## BRIEF
Copy the part that opens with the line containing "Return the outline of every instance of the woman's" and runs through the end of the items below, keeping every character unchanged.

══════

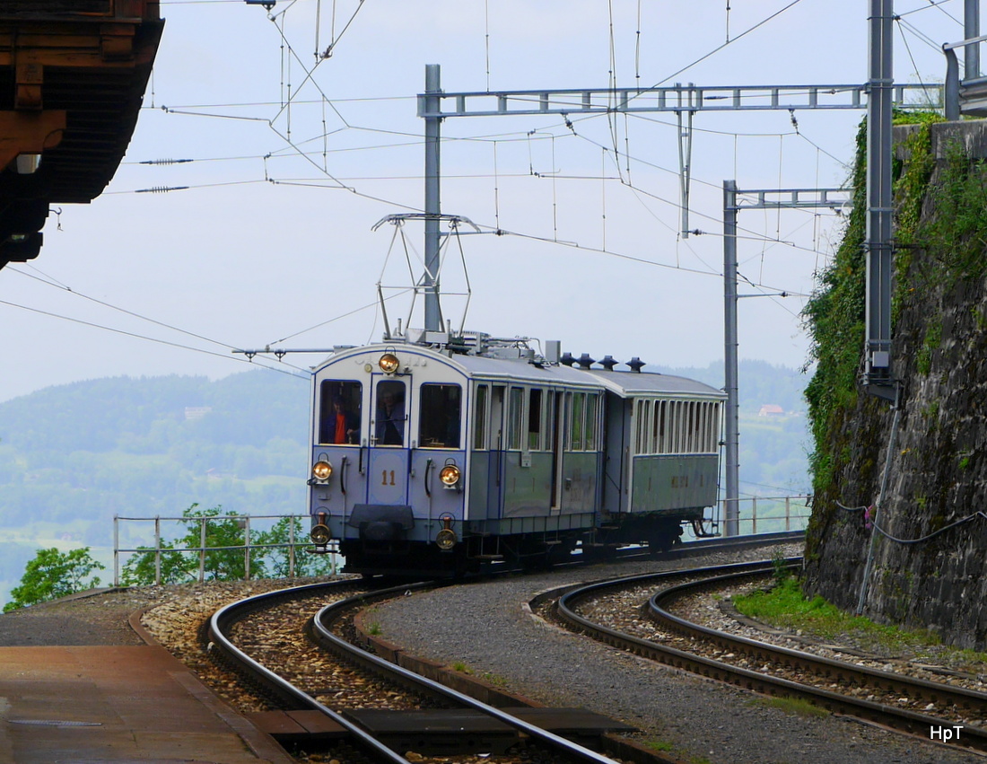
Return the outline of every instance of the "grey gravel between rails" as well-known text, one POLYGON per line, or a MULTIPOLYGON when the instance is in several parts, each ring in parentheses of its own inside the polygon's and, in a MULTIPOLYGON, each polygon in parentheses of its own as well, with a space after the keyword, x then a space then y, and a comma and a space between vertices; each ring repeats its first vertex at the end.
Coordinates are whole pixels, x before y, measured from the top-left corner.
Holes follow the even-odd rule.
MULTIPOLYGON (((718 554, 704 564, 770 557, 718 554)), ((786 554, 800 554, 787 550, 786 554)), ((672 746, 685 761, 716 764, 939 764, 983 762, 974 753, 907 737, 848 718, 805 718, 757 696, 616 650, 534 616, 527 603, 569 582, 660 572, 694 561, 513 576, 457 585, 376 606, 380 636, 412 654, 463 665, 546 705, 595 711, 633 725, 645 740, 672 746)))
MULTIPOLYGON (((799 554, 800 550, 786 550, 799 554)), ((716 555, 704 564, 768 558, 769 551, 716 555)), ((693 561, 596 566, 456 585, 376 605, 385 639, 409 652, 477 675, 547 705, 578 707, 622 720, 644 739, 669 743, 683 761, 715 764, 938 764, 983 762, 975 754, 842 718, 805 719, 755 702, 757 696, 656 666, 534 617, 527 602, 567 583, 698 565, 693 561)), ((281 588, 290 581, 212 582, 88 592, 0 615, 0 647, 140 645, 127 617, 151 607, 190 613, 206 604, 281 588)), ((218 605, 217 605, 218 606, 218 605)), ((152 611, 153 612, 153 611, 152 611)), ((151 616, 152 619, 155 616, 151 616)), ((176 627, 177 629, 177 627, 176 627)), ((157 629, 154 631, 158 631, 157 629)), ((164 636, 164 635, 158 635, 164 636)), ((195 663, 191 650, 173 651, 195 663)))

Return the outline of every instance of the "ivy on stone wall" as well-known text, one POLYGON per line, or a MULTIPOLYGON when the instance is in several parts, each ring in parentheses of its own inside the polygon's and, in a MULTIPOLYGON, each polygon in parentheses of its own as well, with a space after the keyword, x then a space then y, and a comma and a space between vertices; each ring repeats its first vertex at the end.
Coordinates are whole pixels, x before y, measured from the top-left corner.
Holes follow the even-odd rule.
MULTIPOLYGON (((906 291, 914 291, 909 276, 916 248, 924 246, 918 231, 923 200, 935 166, 929 125, 935 114, 900 114, 896 124, 918 123, 905 141, 908 161, 894 163, 896 292, 893 315, 900 311, 906 291)), ((829 267, 818 274, 818 288, 802 312, 811 344, 806 365, 816 370, 805 389, 815 449, 810 468, 816 496, 831 486, 836 464, 845 461, 847 444, 834 432, 858 402, 859 376, 866 331, 867 259, 867 120, 857 132, 857 157, 851 186, 854 206, 843 241, 829 267)))
POLYGON ((857 401, 857 370, 864 346, 865 258, 867 227, 867 124, 857 132, 852 188, 854 205, 843 242, 830 265, 817 275, 819 286, 802 312, 811 341, 806 365, 816 363, 805 388, 815 448, 810 459, 813 493, 832 482, 833 454, 827 433, 840 411, 857 401))

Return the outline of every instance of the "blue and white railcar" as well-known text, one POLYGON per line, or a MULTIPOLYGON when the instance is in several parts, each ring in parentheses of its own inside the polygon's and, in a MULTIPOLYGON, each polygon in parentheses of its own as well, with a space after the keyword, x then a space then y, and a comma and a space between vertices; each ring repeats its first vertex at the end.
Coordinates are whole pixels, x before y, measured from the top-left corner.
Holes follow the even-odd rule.
MULTIPOLYGON (((429 337, 430 336, 430 337, 429 337)), ((344 570, 678 539, 717 497, 721 391, 484 335, 342 348, 315 369, 312 539, 344 570)))

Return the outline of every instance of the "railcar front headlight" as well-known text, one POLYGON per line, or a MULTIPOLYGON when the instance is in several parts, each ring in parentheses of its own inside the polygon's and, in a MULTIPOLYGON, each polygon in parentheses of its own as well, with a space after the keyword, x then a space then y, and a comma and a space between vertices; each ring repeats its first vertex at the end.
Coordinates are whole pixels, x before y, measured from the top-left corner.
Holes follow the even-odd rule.
POLYGON ((438 473, 438 479, 445 488, 456 488, 462 477, 462 471, 455 464, 445 465, 438 473))
POLYGON ((398 360, 398 356, 393 352, 385 352, 380 356, 380 360, 377 361, 377 365, 380 366, 380 370, 385 374, 393 374, 398 370, 401 365, 401 361, 398 360))
POLYGON ((459 541, 456 538, 456 532, 452 528, 442 528, 438 533, 435 534, 435 546, 441 549, 443 552, 448 552, 459 541))
POLYGON ((312 465, 312 477, 321 481, 329 480, 333 477, 333 465, 325 459, 320 459, 312 465))
POLYGON ((329 532, 329 526, 323 525, 322 523, 312 526, 312 531, 309 533, 309 537, 312 539, 312 543, 317 547, 326 546, 329 544, 330 538, 332 538, 329 532))

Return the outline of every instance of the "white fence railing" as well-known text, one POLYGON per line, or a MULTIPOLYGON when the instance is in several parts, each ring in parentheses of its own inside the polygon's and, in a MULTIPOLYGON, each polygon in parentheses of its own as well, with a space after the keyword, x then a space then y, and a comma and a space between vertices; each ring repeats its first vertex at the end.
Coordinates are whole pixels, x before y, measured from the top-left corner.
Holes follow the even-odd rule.
MULTIPOLYGON (((736 500, 737 535, 805 530, 812 514, 811 497, 745 497, 736 500)), ((720 520, 726 519, 726 501, 720 502, 720 520)))
MULTIPOLYGON (((308 525, 311 518, 307 514, 293 515, 203 515, 190 517, 120 517, 114 516, 114 585, 120 585, 121 556, 125 565, 126 559, 139 557, 152 557, 154 561, 154 583, 160 584, 162 581, 163 563, 176 559, 174 556, 185 557, 195 555, 198 558, 197 574, 189 573, 189 579, 197 579, 199 582, 205 580, 210 561, 208 553, 242 553, 243 555, 243 577, 250 579, 252 570, 257 568, 257 563, 270 557, 272 550, 283 550, 280 552, 281 559, 277 560, 277 568, 281 571, 280 576, 286 573, 287 577, 295 577, 298 574, 299 555, 308 554, 304 550, 311 548, 312 544, 308 538, 308 525), (258 543, 259 534, 270 529, 279 521, 288 519, 286 537, 275 543, 258 543), (238 530, 237 543, 208 545, 206 542, 210 537, 209 524, 233 522, 238 530), (144 527, 153 525, 147 533, 141 533, 139 528, 133 524, 142 524, 144 527), (165 538, 168 530, 173 531, 173 539, 186 540, 191 536, 195 525, 198 525, 196 536, 198 544, 177 546, 174 541, 165 538), (242 536, 240 535, 242 532, 242 536), (178 535, 175 535, 178 534, 178 535), (121 536, 127 540, 127 546, 121 546, 121 536), (252 566, 252 562, 255 564, 252 566)), ((340 569, 339 550, 330 549, 328 556, 329 573, 333 575, 340 569)), ((238 559, 239 562, 239 559, 238 559)), ((189 572, 190 568, 186 568, 189 572)), ((239 577, 239 576, 238 576, 239 577)))

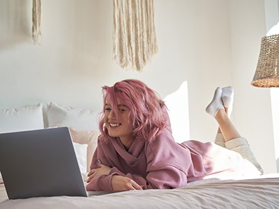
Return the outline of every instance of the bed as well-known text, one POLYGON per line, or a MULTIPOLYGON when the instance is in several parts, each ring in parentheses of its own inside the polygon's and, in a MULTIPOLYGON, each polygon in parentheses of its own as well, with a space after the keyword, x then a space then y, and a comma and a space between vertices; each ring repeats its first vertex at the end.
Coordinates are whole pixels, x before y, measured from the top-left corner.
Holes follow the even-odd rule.
POLYGON ((250 180, 209 179, 174 189, 89 192, 88 197, 8 200, 0 185, 0 208, 278 208, 279 175, 250 180))
MULTIPOLYGON (((0 132, 67 126, 74 128, 77 157, 86 173, 99 134, 98 113, 54 102, 0 110, 0 132), (29 121, 27 123, 26 121, 29 121)), ((89 192, 88 197, 8 200, 0 176, 0 209, 20 208, 279 208, 279 173, 250 179, 206 179, 174 189, 89 192)))

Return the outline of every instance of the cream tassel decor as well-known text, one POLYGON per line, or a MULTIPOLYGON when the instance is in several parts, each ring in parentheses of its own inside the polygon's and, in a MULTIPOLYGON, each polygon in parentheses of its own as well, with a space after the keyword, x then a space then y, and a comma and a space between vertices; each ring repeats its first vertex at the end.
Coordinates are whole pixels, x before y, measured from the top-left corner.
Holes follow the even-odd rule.
POLYGON ((142 71, 158 52, 153 0, 114 0, 113 57, 142 71))
POLYGON ((32 8, 32 38, 35 45, 40 43, 40 20, 42 17, 42 6, 40 0, 33 0, 32 8))

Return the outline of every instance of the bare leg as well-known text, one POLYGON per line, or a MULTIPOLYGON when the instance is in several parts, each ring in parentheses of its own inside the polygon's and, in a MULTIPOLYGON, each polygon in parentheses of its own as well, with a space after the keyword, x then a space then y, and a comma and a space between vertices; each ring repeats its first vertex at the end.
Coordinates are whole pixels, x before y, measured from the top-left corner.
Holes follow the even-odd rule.
MULTIPOLYGON (((224 139, 224 146, 223 146, 241 154, 244 159, 247 159, 252 162, 262 174, 263 170, 252 153, 247 140, 241 137, 229 119, 227 108, 220 107, 220 88, 218 88, 213 100, 206 107, 206 110, 207 113, 215 118, 219 125, 217 135, 220 136, 220 132, 222 132, 224 139)), ((219 141, 220 141, 220 139, 219 141)), ((220 144, 222 143, 220 142, 220 144)))
POLYGON ((230 139, 241 137, 236 130, 232 121, 229 118, 225 109, 219 109, 215 116, 215 118, 219 125, 220 130, 224 136, 225 142, 230 139))

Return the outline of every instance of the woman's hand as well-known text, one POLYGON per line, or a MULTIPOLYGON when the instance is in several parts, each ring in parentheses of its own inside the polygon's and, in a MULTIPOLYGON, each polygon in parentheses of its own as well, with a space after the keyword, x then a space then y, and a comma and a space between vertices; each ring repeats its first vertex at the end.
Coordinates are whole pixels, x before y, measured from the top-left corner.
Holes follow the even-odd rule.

══════

## PROBLEM SOLUTION
Return the outline of every instance of the woman's hand as well-known text, one POLYGON per line, or a MULTIPOLYGON when the instance is in several parts, each ring in parentheses of its own inside the polygon's and, in a MULTIPOLYGON, each polygon in parentheses of its own as well, with a space after the keyword, x then a space then y, and a comma and a space between vertices; each ring repeats its first vertex at the end.
Coordinates are whole pixels, x before y, measured from the top-left corner.
Holes follow the even-odd rule.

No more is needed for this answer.